• GIVEN INFORMATION:

□ □ □ □ □ □ □

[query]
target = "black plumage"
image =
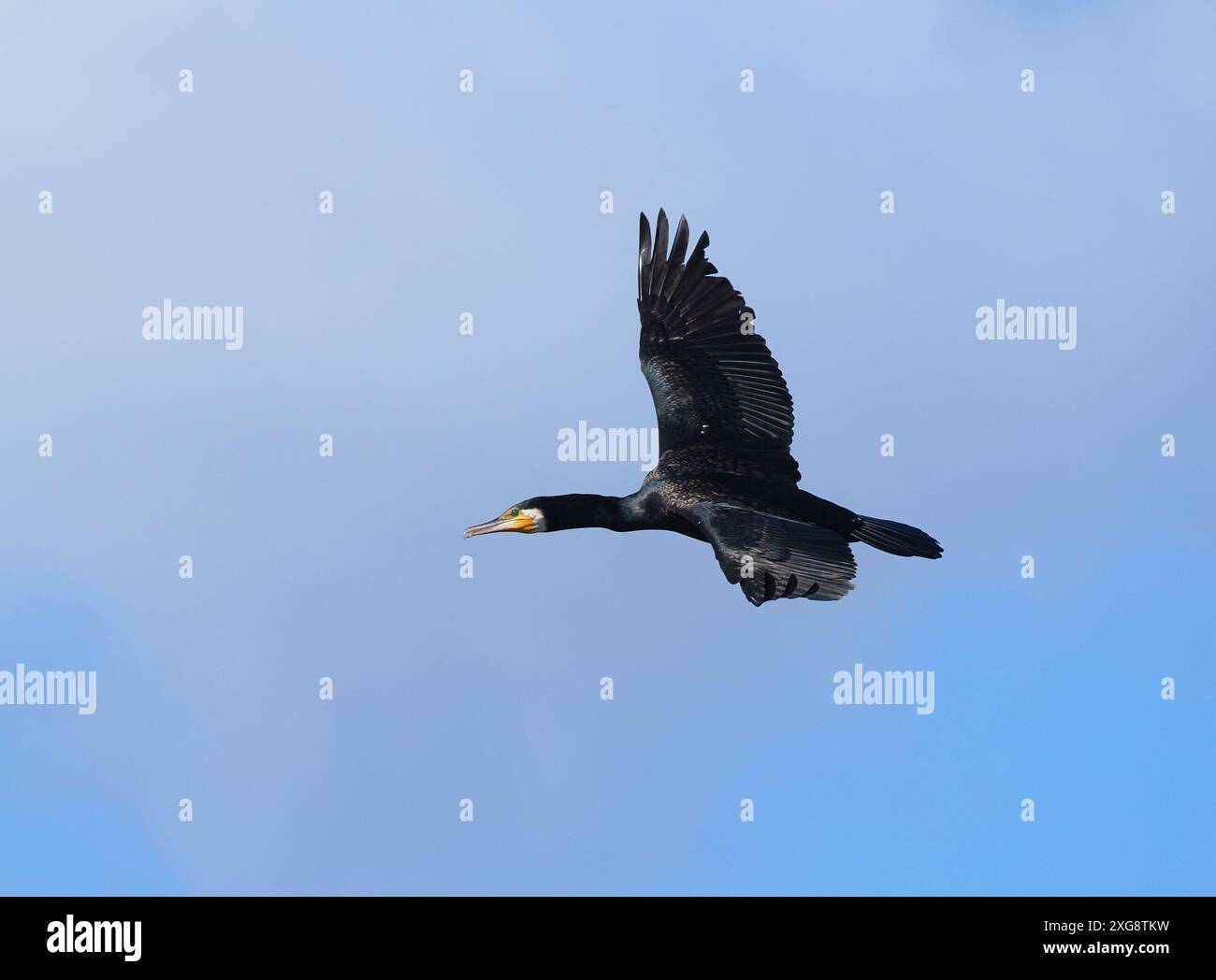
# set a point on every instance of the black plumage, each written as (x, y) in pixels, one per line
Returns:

□ □ □ □ □ □ □

• EXERCISE INSTRUCTIONS:
Copy out every line of the records above word for word, leaving out the pictures.

• RESULT OF THIS EXERCISE:
[query]
target = "black plumage"
image =
# set a point on every instance of the black plumage, each written as (x, y) in pixels, one per line
Returns:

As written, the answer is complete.